● Exercise objective:
Please return the records word for word, from their start up to and including the line with "x=495 y=254". Leave the pictures out.

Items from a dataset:
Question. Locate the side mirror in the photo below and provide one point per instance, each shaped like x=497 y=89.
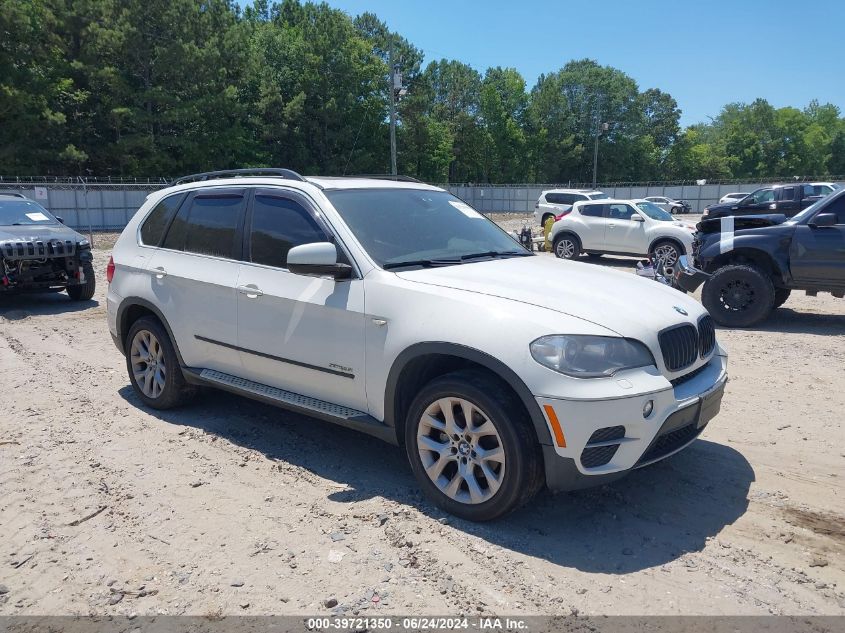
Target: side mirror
x=318 y=259
x=822 y=220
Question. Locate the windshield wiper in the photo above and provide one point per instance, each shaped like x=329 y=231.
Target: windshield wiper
x=425 y=263
x=495 y=254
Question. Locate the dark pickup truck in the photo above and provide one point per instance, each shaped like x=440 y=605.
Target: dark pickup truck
x=786 y=199
x=750 y=264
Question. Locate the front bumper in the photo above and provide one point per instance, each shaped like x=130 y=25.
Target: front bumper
x=687 y=277
x=605 y=439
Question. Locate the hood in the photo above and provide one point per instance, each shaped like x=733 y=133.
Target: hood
x=714 y=225
x=43 y=233
x=622 y=302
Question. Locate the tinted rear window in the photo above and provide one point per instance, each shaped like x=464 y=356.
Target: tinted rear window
x=207 y=226
x=154 y=226
x=593 y=210
x=279 y=224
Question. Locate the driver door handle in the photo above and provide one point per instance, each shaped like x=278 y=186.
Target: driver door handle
x=251 y=290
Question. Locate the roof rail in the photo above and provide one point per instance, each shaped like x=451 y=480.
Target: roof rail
x=274 y=172
x=398 y=178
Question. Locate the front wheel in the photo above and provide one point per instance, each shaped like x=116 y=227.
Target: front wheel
x=471 y=446
x=566 y=246
x=738 y=296
x=666 y=252
x=85 y=290
x=153 y=366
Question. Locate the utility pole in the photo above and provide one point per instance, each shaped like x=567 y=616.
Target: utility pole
x=600 y=127
x=392 y=91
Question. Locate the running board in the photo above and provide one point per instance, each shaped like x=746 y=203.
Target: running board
x=338 y=414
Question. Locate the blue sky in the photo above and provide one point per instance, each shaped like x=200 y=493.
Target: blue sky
x=705 y=54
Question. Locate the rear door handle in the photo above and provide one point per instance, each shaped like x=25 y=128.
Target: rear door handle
x=250 y=290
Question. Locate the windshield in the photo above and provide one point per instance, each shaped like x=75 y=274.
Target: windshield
x=21 y=212
x=654 y=212
x=809 y=211
x=415 y=227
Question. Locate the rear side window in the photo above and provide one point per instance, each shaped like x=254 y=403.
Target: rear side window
x=561 y=198
x=621 y=212
x=154 y=226
x=593 y=210
x=837 y=207
x=207 y=226
x=279 y=224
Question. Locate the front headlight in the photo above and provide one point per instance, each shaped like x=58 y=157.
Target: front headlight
x=583 y=356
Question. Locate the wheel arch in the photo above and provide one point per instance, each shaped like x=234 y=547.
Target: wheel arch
x=667 y=238
x=422 y=362
x=749 y=256
x=132 y=309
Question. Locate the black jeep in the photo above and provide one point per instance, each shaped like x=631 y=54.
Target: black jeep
x=750 y=264
x=38 y=253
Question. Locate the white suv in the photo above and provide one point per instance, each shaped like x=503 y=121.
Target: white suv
x=393 y=308
x=621 y=227
x=555 y=202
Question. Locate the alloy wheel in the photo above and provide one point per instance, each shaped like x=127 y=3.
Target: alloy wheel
x=737 y=295
x=461 y=450
x=148 y=366
x=565 y=248
x=667 y=254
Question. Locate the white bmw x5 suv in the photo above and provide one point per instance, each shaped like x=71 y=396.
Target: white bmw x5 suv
x=393 y=308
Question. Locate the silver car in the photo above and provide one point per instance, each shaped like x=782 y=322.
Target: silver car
x=670 y=204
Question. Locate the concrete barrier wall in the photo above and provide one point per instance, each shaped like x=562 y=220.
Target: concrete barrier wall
x=110 y=206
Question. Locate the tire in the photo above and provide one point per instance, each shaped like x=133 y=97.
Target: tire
x=165 y=388
x=510 y=435
x=781 y=295
x=566 y=246
x=738 y=296
x=668 y=250
x=84 y=291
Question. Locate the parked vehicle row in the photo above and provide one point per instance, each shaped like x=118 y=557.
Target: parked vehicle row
x=751 y=268
x=788 y=199
x=621 y=227
x=380 y=306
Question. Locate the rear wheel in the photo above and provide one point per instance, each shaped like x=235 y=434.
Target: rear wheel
x=738 y=296
x=471 y=446
x=781 y=295
x=154 y=366
x=566 y=246
x=85 y=290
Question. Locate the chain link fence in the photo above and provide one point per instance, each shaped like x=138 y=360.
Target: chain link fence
x=521 y=198
x=107 y=204
x=89 y=204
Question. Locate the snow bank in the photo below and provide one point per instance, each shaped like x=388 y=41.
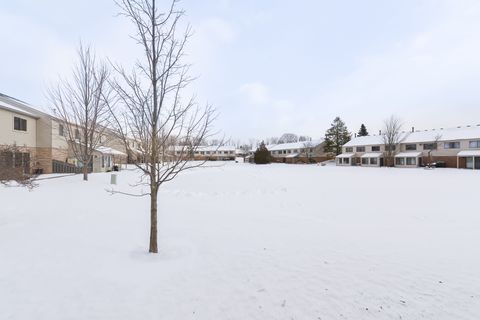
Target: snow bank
x=246 y=242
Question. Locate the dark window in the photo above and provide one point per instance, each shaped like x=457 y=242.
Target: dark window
x=411 y=161
x=474 y=144
x=19 y=124
x=411 y=147
x=429 y=146
x=400 y=161
x=451 y=145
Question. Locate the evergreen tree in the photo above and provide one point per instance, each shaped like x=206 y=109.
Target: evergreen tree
x=262 y=155
x=336 y=137
x=363 y=131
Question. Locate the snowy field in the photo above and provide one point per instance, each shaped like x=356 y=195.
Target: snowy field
x=247 y=242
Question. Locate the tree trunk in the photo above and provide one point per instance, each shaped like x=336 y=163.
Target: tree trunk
x=85 y=172
x=153 y=222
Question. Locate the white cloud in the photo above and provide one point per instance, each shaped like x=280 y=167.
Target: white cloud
x=434 y=69
x=256 y=93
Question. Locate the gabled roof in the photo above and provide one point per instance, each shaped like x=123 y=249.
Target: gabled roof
x=413 y=154
x=17 y=106
x=459 y=133
x=372 y=155
x=365 y=141
x=469 y=153
x=448 y=134
x=295 y=145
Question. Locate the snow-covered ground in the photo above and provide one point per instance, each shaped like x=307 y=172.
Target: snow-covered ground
x=241 y=241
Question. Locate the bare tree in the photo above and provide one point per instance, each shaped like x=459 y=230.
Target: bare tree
x=81 y=107
x=16 y=166
x=433 y=147
x=392 y=136
x=150 y=107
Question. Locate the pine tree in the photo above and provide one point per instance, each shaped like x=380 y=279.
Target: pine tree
x=262 y=155
x=363 y=131
x=336 y=137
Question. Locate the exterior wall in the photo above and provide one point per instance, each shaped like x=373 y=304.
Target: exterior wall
x=379 y=162
x=417 y=163
x=352 y=162
x=9 y=136
x=304 y=154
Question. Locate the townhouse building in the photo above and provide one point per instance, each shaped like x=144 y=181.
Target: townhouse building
x=211 y=153
x=450 y=147
x=298 y=152
x=41 y=142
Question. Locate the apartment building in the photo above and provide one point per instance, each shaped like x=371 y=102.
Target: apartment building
x=450 y=147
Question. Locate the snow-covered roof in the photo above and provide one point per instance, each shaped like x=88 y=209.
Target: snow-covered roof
x=447 y=134
x=345 y=155
x=408 y=155
x=373 y=140
x=469 y=153
x=372 y=155
x=295 y=145
x=7 y=105
x=216 y=148
x=365 y=141
x=293 y=155
x=107 y=150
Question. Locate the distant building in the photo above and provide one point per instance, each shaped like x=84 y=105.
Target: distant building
x=42 y=142
x=298 y=152
x=453 y=147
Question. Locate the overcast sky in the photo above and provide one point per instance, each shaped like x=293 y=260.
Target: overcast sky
x=277 y=66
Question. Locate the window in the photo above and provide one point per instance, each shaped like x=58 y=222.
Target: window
x=19 y=124
x=411 y=161
x=474 y=144
x=451 y=145
x=429 y=146
x=411 y=147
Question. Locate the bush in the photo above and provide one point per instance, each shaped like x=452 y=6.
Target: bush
x=262 y=155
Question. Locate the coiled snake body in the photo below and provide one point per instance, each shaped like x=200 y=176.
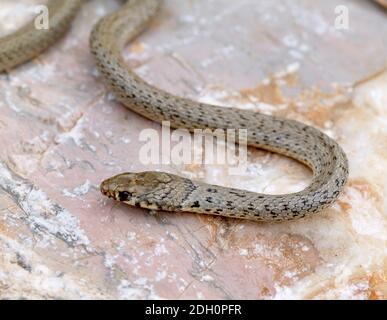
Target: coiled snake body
x=164 y=191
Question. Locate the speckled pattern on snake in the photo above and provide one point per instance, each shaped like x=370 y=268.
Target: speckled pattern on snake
x=164 y=191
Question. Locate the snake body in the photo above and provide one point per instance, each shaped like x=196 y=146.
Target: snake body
x=168 y=192
x=28 y=42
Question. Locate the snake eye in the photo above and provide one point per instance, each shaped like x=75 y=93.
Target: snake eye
x=123 y=195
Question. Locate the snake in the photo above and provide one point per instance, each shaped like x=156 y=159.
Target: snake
x=156 y=190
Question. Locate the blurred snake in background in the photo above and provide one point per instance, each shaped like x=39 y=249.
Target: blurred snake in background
x=163 y=191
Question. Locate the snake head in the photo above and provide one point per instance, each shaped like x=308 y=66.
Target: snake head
x=134 y=188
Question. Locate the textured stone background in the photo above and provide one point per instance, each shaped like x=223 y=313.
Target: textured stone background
x=62 y=133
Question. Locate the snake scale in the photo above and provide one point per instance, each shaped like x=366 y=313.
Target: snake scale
x=163 y=191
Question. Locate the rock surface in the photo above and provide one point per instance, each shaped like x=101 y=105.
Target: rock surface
x=62 y=133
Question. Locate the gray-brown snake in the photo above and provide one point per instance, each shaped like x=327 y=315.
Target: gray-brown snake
x=164 y=191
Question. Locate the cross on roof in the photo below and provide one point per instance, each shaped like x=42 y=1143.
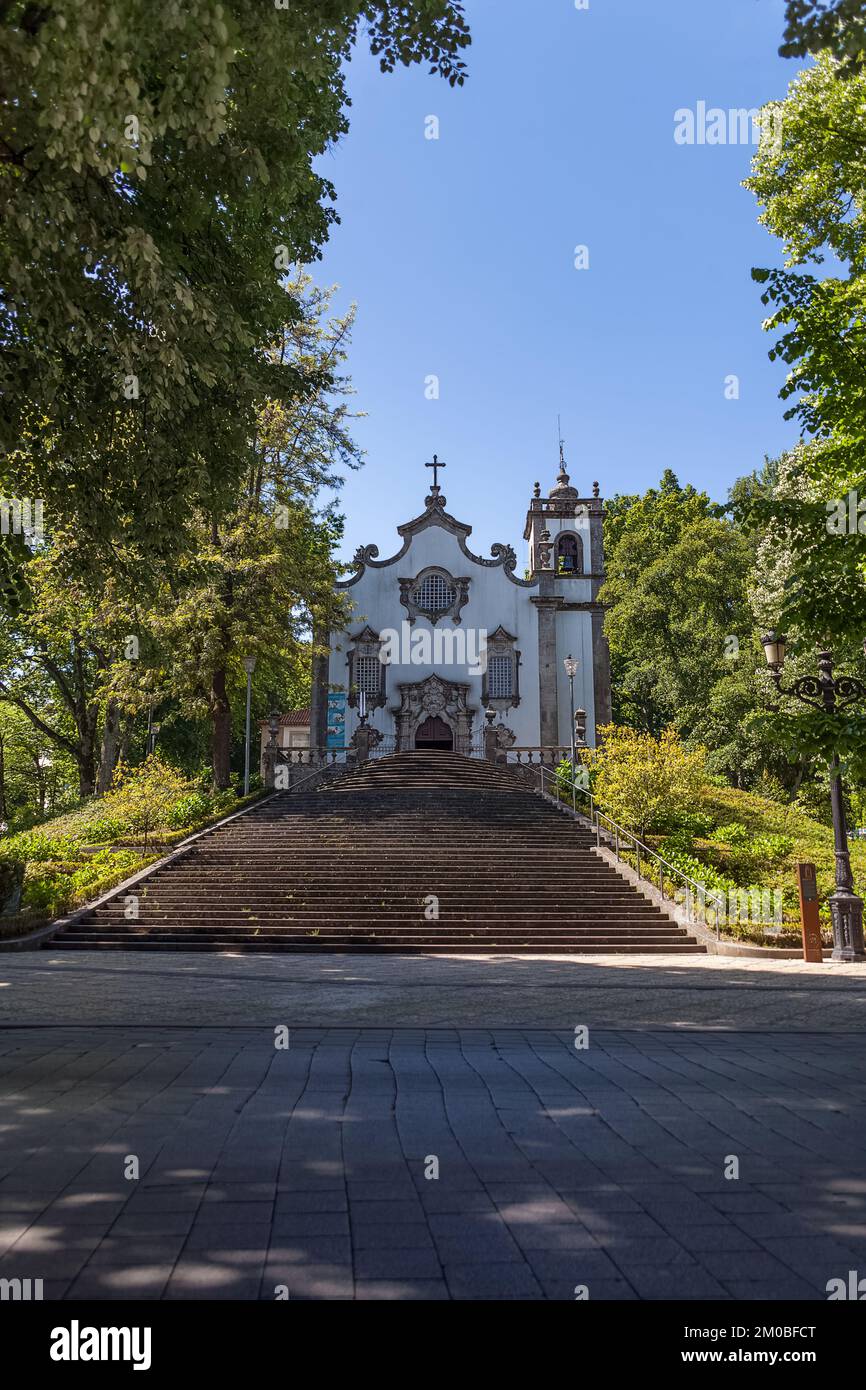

● Task solution:
Question. Locate the side mirror in the photo below and provide one point per instance, each shaped like x=497 y=89.
Target: side mirror
x=318 y=259
x=822 y=220
Question. Locate the windshield wiper in the photo above and provide one point per instance, each shaped like x=329 y=231.
Target: windshield wiper
x=425 y=263
x=495 y=254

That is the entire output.